No need to keep the filename in the file, you know what it is called :)

> + *
> + * Copyright (C) 2016, ARM Ltd.
> + * Written by: Juri Lelli, ARM Ltd.
> + *
> + * This file is subject to the terms and conditions of the GNU General Public
> + * License.  See the file "COPYING" in the main directory of this archive
> + * for more details.

So, v2 only?  Please be specific.  Even better yet, use a SPDX header if
you want to, those are always nice.

> + */
> +
> +#include <linux/acpi.h>
> +#include <linux/cpu.h>
> +#include <linux/cpufreq.h>
> +#include <linux/device.h>
> +#include <linux/of.h>
> +#include <linux/slab.h>
> +#include <linux/string.h>
> +#include <linux/topology.h>
> +
> +static DEFINE_MUTEX(cpu_scale_mutex);
> +static DEFINE_PER_CPU(unsigned long, cpu_scale) = SCHED_CAPACITY_SCALE;
> +
> +unsigned long arch_scale_cpu_capacity(struct sched_domain *sd, int cpu)

Why do you have sd here?  You never use it:

> +{
> +	return per_cpu(cpu_scale, cpu);

See?  What am I missing?

> +}
> +
> +void set_capacity_scale(unsigned int cpu, unsigned long capacity)
> +{
> +	per_cpu(cpu_scale, cpu) = capacity;
> +}
> +
> +static ssize_t cpu_capacity_show(struct device *dev,
> +				 struct device_attribute *attr,
> +				 char *buf)
> +{
> +	struct cpu *cpu = container_of(dev, struct cpu, dev);
> +
> +	return sprintf(buf, "%lu\n",
> +			arch_scale_cpu_capacity(NULL, cpu->dev.id));
> +}
> +
> +static ssize_t cpu_capacity_store(struct device *dev,
> +				  struct device_attribute *attr,
> +				  const char *buf,
> +				  size_t count)
> +{
> +	struct cpu *cpu = container_of(dev, struct cpu, dev);
> +	int this_cpu = cpu->dev.id, i;

new line for:
	int i;
please.

> +	unsigned long new_capacity;
> +	ssize_t ret;
> +
> +	if (count) {

	if (!count)
		return 0;

then you can get on with the rest of the logic.  Don't indent if you
don't have to.

> +		ret = kstrtoul(buf, 0, &new_capacity);
> +		if (ret)

| Problem 1 |
In the patch review, what does the reviewer recommend using in place of the license paragraph?
| Problem 2 |
Continue the patch review from its last line.
The listing that follows the patch review comes from a separate source.

| Record list |
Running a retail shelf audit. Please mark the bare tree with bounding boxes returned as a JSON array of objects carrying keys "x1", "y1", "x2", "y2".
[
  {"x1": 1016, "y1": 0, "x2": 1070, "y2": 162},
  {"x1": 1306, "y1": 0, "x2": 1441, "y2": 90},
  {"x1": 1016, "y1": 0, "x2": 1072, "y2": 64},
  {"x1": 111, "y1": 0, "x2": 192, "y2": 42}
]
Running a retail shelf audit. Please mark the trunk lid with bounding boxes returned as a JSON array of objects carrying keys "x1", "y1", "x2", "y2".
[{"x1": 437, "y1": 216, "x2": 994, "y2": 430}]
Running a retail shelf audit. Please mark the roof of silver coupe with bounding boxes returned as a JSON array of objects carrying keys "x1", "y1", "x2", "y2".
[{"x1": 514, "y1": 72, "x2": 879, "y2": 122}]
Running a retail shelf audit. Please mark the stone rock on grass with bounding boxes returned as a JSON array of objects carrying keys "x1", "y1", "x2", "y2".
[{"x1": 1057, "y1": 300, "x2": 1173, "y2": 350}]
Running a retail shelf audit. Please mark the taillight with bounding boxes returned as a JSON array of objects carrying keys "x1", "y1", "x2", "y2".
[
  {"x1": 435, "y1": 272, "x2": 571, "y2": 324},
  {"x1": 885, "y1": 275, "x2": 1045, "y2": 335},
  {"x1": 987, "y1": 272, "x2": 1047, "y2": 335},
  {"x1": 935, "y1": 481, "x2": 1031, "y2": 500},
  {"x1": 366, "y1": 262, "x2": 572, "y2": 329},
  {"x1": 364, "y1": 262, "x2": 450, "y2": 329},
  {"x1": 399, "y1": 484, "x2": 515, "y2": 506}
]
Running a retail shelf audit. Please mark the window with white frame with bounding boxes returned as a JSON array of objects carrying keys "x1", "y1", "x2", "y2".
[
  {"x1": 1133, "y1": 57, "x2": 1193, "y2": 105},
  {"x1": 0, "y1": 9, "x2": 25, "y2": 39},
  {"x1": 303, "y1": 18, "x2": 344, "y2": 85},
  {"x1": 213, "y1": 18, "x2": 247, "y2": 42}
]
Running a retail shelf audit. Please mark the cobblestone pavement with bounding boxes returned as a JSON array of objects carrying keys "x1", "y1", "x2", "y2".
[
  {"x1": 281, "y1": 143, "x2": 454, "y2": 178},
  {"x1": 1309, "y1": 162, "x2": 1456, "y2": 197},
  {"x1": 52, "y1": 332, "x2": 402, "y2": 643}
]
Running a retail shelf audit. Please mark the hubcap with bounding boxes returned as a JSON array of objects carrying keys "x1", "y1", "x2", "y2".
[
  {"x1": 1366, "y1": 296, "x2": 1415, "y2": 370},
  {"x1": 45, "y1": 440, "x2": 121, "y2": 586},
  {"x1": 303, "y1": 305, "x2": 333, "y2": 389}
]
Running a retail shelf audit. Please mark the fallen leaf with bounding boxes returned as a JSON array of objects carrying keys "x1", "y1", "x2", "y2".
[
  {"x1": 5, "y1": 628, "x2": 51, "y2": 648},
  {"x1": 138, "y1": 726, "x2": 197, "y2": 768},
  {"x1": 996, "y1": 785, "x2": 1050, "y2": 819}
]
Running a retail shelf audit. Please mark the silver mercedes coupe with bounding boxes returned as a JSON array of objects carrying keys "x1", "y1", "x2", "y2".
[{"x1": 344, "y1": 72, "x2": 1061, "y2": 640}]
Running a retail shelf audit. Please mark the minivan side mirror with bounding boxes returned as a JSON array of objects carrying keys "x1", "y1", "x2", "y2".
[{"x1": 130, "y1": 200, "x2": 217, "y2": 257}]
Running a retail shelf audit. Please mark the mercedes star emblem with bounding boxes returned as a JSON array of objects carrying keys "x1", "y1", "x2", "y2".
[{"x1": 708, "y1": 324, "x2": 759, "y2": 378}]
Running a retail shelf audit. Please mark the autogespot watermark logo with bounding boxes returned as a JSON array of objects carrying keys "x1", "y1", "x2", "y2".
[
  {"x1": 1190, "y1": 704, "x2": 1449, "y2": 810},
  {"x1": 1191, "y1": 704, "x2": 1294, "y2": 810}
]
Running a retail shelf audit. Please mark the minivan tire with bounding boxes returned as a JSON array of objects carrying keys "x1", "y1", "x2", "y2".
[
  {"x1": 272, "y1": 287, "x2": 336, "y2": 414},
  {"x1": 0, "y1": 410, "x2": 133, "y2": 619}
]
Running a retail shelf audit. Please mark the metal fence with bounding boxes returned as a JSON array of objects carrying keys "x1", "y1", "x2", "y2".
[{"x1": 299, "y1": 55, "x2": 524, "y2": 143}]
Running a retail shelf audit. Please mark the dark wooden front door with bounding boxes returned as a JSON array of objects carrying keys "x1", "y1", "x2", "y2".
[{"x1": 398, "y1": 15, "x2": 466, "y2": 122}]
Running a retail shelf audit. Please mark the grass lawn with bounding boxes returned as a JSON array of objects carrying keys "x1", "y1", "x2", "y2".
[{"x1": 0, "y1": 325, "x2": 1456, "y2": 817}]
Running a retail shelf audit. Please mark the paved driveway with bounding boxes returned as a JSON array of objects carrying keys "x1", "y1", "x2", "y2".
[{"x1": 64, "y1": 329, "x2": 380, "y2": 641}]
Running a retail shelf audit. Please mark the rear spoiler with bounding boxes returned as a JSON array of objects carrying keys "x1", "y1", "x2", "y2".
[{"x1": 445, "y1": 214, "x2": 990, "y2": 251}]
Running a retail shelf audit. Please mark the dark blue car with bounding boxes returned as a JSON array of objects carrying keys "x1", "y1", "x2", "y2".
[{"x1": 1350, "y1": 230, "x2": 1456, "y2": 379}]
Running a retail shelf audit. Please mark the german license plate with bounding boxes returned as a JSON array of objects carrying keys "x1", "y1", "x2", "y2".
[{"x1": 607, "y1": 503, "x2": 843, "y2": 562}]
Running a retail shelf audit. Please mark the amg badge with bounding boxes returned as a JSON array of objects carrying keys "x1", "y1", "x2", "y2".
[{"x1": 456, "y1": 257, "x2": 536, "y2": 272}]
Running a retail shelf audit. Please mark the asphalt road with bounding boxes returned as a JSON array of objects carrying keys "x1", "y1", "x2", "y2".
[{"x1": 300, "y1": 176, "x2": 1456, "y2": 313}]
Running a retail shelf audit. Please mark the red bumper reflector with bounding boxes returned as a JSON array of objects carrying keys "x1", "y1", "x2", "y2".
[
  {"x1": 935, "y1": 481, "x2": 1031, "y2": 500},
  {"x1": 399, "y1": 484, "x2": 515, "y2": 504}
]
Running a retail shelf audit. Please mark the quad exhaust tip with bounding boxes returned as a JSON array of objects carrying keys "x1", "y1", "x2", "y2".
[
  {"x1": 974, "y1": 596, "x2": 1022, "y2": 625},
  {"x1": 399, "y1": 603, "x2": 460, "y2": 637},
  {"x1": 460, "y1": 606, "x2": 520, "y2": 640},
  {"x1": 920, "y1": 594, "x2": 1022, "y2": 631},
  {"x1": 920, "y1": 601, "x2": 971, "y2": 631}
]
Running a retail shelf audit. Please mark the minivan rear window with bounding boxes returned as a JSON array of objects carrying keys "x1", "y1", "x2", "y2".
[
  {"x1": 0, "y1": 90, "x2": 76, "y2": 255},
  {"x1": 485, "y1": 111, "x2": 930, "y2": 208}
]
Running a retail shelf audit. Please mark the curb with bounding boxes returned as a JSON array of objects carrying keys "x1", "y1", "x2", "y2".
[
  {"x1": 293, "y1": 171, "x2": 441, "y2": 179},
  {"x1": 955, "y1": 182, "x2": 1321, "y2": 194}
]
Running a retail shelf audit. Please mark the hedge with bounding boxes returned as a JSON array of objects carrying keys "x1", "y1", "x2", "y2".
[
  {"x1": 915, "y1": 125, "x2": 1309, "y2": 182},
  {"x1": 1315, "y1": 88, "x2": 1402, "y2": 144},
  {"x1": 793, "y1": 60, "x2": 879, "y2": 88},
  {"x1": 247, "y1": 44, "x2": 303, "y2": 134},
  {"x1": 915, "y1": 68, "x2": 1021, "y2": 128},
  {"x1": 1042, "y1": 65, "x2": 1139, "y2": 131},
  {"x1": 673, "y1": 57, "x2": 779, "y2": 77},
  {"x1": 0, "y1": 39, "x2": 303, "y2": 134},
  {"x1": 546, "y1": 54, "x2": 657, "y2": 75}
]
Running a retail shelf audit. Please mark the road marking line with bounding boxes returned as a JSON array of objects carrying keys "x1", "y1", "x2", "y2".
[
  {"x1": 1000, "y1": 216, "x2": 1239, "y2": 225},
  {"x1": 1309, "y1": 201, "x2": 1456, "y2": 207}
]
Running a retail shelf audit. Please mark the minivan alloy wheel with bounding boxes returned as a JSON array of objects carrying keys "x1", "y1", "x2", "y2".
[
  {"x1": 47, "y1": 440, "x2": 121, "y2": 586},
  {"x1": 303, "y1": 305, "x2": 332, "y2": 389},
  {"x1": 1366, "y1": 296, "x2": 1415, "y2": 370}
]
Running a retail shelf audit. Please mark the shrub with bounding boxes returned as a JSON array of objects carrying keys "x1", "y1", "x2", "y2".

| Expected answer 1 |
An SPDX header.

| Expected answer 2 |
> +			return ret;
> +		if (new_capacity > SCHED_CAPACITY_SCALE)
> +			return -EINVAL;
> +
> +		mutex_lock(&cpu_scale_mutex);
> +		for_each_cpu(i, &cpu_topology[this_cpu].core_sibling)
> +			set_capacity_scale(i, new_capacity);
> +		mutex_unlock(&cpu_scale_mutex);
> +	}
> +
> +	return count;
> +}

No documentation for these sysfs file?  Not good :(

> +
> +static DEVICE_ATTR_RW(cpu_capacity);
> +
> +static int register_cpu_capacity_sysctl(void)
> +{
> +	int i;
> +	struct device *cpu;
> +
> +	for_each_possible_cpu(i) {
> +		cpu = get_cpu_device(i);
> +		if (!cpu) {
> +			pr_err("%s: too early to get CPU%d device!\n",
> +			       __func__, i);

What is this going to help with?

> +			continue;
> +		}
> +		device_create_file(cpu, &dev_attr_cpu_capacity);

You realize you just raced userspace, right?  Why do it this way and not
register the files when the CPU device is created/removed?

> +	}
> +
> +	return 0;
> +}
> +subsys_initcall(register_cpu_capacity_sysctl);
> +
> +u32 capacity_scale;
> +u32 *raw_capacity;
> +bool cap_parsing_failed;

globals?  really?  That's bold :(

> +
> +void normalize_cpu_capacity(void)

naming is hard, but try to put a good, descriptive, prefix on everything
you are exporting in the same file, the same prefix.

cpu_capacity_normalize()?
cpu_capacity_register_sysctl()?

and so on.

> +{
> +	u64 capacity;
> +	int cpu;
> +
> +	if (!raw_capacity || cap_parsing_failed)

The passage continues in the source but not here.